[Begin PASSAGE]

From 579b0f7e8d80287b11fd441dfa68d15e9d4bb74c Mon Sep 17 00:00:00 2001
From: TNHarris <telliamed@fastmail.us>
Date: Sun, 12 Nov 2006 20:49:00 +0100
Subject: [PATCH] Word-Length Indexer

A modification to the indexer that sorts words based on length. This should make
searching a little bit more efficient. After the patch is applied, your old index
will be automatically converted to the new format (when you visit a page). The
new index format is:

1. Index files are stored in savedir/index
2. Word lists are stored as wlen.idx. This used to be word.idx.
3. Word indexes are stored as ilen.idx. This used to be index.idx.
4. The page list, page.idx, is simply copied to the new location.

Any plugins you have, such as the blog plugin, that read the index files need to
be updated.

darcs-hash:20061112194900-2b9f0-a975498ccf0a1d39c6df73b79bcd028d5e81c389.gz
---
 data/index/_dummy                     |   0
 inc/fulltext.php                      |   2 +-
 inc/indexer.php                       | 319 ++++++++++++++++----------
 inc/init.php                          |   5 +-
 lib/exe/indexer.php                   |  14 +-
 lib/plugins/importoldindex/action.php |  58 +++++
 6 files changed, 273 insertions(+), 125 deletions(-)

[End PASSAGE]

§ **DIRECTIONS**: In the word-length indexer patch, what file name did word lists use before the change?

[Begin SUPPLIED INFORMATION]

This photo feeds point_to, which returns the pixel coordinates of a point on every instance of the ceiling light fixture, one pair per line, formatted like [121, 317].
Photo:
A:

[End SUPPLIED INFORMATION]

§ **EXERCISE RESULT**: word.idx